-- begin --

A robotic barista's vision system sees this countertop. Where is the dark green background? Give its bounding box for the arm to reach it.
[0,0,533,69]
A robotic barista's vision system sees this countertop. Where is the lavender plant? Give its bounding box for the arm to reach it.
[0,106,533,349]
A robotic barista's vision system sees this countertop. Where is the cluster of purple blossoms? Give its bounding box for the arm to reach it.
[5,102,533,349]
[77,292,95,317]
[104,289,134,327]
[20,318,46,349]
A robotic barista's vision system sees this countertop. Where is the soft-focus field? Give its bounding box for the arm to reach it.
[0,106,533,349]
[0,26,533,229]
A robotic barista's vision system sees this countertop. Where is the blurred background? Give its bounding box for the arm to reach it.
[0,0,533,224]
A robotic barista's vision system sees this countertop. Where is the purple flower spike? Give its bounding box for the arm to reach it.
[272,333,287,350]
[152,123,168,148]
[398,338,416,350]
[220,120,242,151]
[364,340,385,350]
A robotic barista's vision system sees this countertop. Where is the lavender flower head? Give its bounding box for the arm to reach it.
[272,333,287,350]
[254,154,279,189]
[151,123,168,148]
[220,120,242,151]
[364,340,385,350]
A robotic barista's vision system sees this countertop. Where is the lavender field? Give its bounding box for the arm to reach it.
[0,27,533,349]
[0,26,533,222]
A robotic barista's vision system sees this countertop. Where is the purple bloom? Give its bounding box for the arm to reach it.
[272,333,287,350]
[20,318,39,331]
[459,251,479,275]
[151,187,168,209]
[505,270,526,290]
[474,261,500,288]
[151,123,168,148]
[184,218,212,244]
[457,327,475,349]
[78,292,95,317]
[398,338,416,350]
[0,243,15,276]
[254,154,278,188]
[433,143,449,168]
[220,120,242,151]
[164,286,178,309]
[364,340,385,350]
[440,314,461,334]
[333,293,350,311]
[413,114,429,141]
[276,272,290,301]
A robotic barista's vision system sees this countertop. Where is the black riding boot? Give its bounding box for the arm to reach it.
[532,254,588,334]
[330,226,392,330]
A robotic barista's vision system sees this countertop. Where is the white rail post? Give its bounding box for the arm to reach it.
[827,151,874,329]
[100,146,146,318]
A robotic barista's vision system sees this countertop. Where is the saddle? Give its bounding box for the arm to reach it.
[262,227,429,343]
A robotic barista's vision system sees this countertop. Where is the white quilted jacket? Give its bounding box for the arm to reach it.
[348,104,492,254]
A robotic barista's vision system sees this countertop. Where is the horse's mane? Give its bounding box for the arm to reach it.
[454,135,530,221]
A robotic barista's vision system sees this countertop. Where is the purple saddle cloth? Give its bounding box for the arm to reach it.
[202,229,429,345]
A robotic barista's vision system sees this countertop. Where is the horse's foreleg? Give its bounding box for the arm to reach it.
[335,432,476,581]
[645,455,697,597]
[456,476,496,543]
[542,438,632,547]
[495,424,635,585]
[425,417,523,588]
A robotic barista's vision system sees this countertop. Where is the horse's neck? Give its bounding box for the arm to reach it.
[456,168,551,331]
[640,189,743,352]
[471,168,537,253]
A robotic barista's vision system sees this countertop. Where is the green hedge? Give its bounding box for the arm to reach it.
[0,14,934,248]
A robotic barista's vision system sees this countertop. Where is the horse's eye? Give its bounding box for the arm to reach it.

-- end --

Copy out every one of the lines above word for word, leaving nothing out and changing nothing.

A robotic barista's vision system sees this countertop. Where is the dark green background? Give its bounding box for the arm to reach it.
[0,0,533,69]
A robotic barista's vision system sees this countertop. Where is the lavender plant? Give its bounding box for the arm to reach it.
[0,106,533,349]
A robotic barista's vision system sees this countertop. Where is the cluster of purple blossoms? Give its bounding box for the arm to reach it.
[5,102,533,349]
[77,292,95,317]
[104,289,134,327]
[20,318,46,349]
A robotic barista's vision system sees this countertop. Where is the soft-focus field? Give its bounding box for the arm to reach it.
[0,106,533,349]
[0,26,533,229]
A robotic barista's vision system sees this countertop. Where is the blurred background? Give its bounding box for the arm to reach it.
[0,0,533,224]
A robotic barista's vision system sees this countertop. Where is the purple flower spike? Give its bounding box for the arm to reach it.
[272,333,287,350]
[152,123,168,148]
[398,338,416,350]
[220,120,242,151]
[364,340,385,350]
A robotic barista's vision system sees this countertop. Where is the lavender flower head? Give its bounding box for the arm to reach it.
[272,333,287,350]
[254,154,279,189]
[151,123,168,148]
[220,120,242,151]
[364,340,385,350]
A robotic barista's vision system sees this countertop. Where is the lavender field? Give its bounding box for the arm to reach it.
[0,27,533,349]
[0,26,533,222]
A robotic barista's vision system sees this countertop. Where is the purple bloom? Give its bounding box for the arm to reach it.
[272,333,287,350]
[20,318,39,331]
[459,251,479,275]
[151,187,168,209]
[505,270,526,290]
[474,261,500,288]
[151,123,168,148]
[184,218,212,244]
[457,327,475,349]
[78,292,95,317]
[398,338,416,350]
[0,243,15,276]
[254,154,278,188]
[433,143,449,168]
[220,120,242,151]
[164,286,178,309]
[364,340,385,350]
[440,314,461,334]
[333,293,350,311]
[413,114,429,141]
[276,272,290,301]
A robotic barista's vision system sees this countertop. Where is the black riding boot? Give its bounding box for the arm to reach it.
[532,254,588,334]
[330,226,392,330]
A robotic barista's vision system sees this countertop. Where is the white rail post? Give its bounding box for the arm to reach it.
[827,151,874,329]
[100,146,146,318]
A robotic barista's vision system sees this countertop. Where is the saddle? Give its bounding box for the arm to reach it.
[262,227,429,343]
A robotic barista's vision system sees this countertop. Where is the white quilted jacket? Give its bounding box for the arm to reach it.
[348,104,492,254]
A robotic barista's vision system sees this countertop. Where is the horse's mane? Give its bounding box for the arm to reach it.
[454,135,530,221]
A robotic barista's vision system sees this countertop. Where is the purple saddle cloth? Give its bounding box for the arm to reach it.
[202,229,429,345]
A robotic barista's vision system sees this countertop. Where is the horse's foreleg? Give its bounding box for the arm to reach it.
[335,432,476,581]
[645,455,697,597]
[456,476,496,543]
[542,438,632,547]
[495,424,635,585]
[425,417,523,588]
A robotic barista's vision system sees this countertop. Where is the horse's neck? Give its bounding box for the arm to reach it.
[456,168,551,331]
[640,189,743,352]
[471,168,537,253]
A robotic barista's vision system sees this countertop. Where is the green hedge? Give its bounding box for the arm to reach it.
[0,14,934,248]
A robotic barista's vision system sees this countertop. Where is the horse's eye? Give its bounding box for the arm to reach it.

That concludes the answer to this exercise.